SET EXERCISE ->
Please restate the following records word for word.

# SUPPLIED DATA start

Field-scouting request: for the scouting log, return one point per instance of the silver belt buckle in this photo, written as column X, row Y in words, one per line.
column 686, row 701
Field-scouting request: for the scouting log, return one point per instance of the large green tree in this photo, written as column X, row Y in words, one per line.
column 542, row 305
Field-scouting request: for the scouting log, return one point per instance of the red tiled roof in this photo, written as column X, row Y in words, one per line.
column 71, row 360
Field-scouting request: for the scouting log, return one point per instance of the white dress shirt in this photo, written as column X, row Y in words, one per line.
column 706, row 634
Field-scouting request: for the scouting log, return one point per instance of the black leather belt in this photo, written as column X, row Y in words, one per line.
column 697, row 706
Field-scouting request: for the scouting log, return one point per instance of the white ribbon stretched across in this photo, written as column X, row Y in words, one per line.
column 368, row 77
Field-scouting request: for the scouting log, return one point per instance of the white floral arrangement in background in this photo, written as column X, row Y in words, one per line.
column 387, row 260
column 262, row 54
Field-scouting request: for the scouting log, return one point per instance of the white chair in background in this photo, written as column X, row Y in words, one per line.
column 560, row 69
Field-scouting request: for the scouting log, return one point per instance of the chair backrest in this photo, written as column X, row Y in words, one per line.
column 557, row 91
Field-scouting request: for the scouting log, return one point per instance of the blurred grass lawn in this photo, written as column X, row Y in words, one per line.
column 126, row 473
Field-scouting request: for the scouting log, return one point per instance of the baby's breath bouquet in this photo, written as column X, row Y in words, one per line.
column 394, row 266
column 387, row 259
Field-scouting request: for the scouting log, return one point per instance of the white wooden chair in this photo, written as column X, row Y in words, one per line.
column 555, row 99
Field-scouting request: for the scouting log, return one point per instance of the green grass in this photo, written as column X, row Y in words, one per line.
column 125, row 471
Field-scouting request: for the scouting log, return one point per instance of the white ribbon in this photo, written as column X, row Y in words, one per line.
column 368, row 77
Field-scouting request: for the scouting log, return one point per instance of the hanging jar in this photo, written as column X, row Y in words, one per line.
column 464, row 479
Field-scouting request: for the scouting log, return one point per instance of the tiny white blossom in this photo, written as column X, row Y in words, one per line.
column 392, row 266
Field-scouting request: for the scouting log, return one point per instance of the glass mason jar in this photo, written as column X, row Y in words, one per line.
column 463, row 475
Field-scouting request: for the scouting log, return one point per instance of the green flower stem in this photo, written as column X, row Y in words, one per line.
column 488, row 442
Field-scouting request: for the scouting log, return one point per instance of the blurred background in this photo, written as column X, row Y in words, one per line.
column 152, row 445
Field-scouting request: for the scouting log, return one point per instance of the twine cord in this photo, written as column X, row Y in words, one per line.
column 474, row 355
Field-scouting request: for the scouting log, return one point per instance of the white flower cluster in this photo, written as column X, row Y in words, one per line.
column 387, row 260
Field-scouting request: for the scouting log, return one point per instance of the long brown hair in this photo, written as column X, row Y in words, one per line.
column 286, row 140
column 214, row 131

# SUPPLIED DATA end

WRITTEN SOLUTION ->
Field-scouting request: for the scouting log, return one point per instance of the silver belt buckle in this photo, written as column X, row Y in words, one per line.
column 686, row 701
Field-scouting request: for the scouting log, return one point per instance of the large green tree in this photo, written as column X, row Y in words, one per line.
column 542, row 305
Field-scouting request: for the scouting log, return one point per instance of the red tiled roof in this photo, written as column X, row Y in words, one per line.
column 71, row 360
Field-scouting request: for the scouting log, return one point per instance of the white dress shirt in this photo, written as column X, row Y in words, one per line.
column 706, row 634
Field-scouting request: for the scouting log, return one point per instance of the black leather belt in this photo, written as column X, row Y in words, one per line.
column 697, row 706
Field-scouting request: for the scouting log, return one point per instance of the white ribbon stretched across in this photo, written as column X, row Y in words, one per line.
column 368, row 77
Field-scouting request: for the scouting log, return one point per instance of the white floral arrangement in background in this photo, written as column X, row Y in words, one per line.
column 387, row 260
column 262, row 54
Field-scouting request: for the scouting log, return one point per instance of the white chair in background in this photo, written as column X, row Y in words, one per line.
column 560, row 69
Field-scouting request: for the scouting log, return one point per instance of the chair backrest in this photo, written as column X, row Y in words, one per line.
column 557, row 91
Field-scouting request: for the scouting log, return one point per instance of the blurred grass lawn in this photo, written as column X, row Y in words, one per line.
column 126, row 473
Field-scouting request: for the scouting log, return one point per instance of the baby's breath bouquet in this photo, written as column X, row Y in words, one per line.
column 394, row 266
column 387, row 259
Field-scouting request: for the scouting log, return one point per instance of the white wooden chair in this photo, written as column X, row Y in words, one per line.
column 555, row 99
Field-scouting request: for the scouting log, return one point per instance of the green grass in this photo, written as column X, row Y in words, one per line.
column 125, row 471
Field-scouting request: for the scouting log, return one point per instance of the white ribbon in this photo, written as column X, row Y in words, one per line.
column 368, row 77
Field-scouting request: for the scouting log, return one point per instance of the hanging jar in this photo, written as column X, row Y in words, one per line.
column 464, row 479
Field-scouting request: for the scouting log, return one point per instance of the tiny white blossom in this photo, written as column X, row Y in words, one per line.
column 392, row 266
Field-scouting request: for the scouting log, return one point per instance of the glass mason jar in this photo, written as column X, row Y in words, one per line.
column 463, row 475
Field-scouting request: for the scouting log, return one point per instance of the green flower stem in this photo, written as column X, row Y in words, one per line.
column 488, row 442
Field-scouting request: for the scouting log, return one point per instance of the blurred background in this photo, written as column X, row Y in words, one per line.
column 152, row 445
Field-scouting request: for the scouting log, return one point per instance of the twine cord in this photo, written as column X, row Y in words, one per line.
column 474, row 355
Field-scouting request: for the scouting log, return one point per instance of the white flower cluster in this photo, written as column X, row Y in words, one per line.
column 387, row 260
Field-scouting request: for the scouting log, return one point per instance of the long brown hair in this photo, written as column X, row Y in words, one per line.
column 286, row 140
column 214, row 131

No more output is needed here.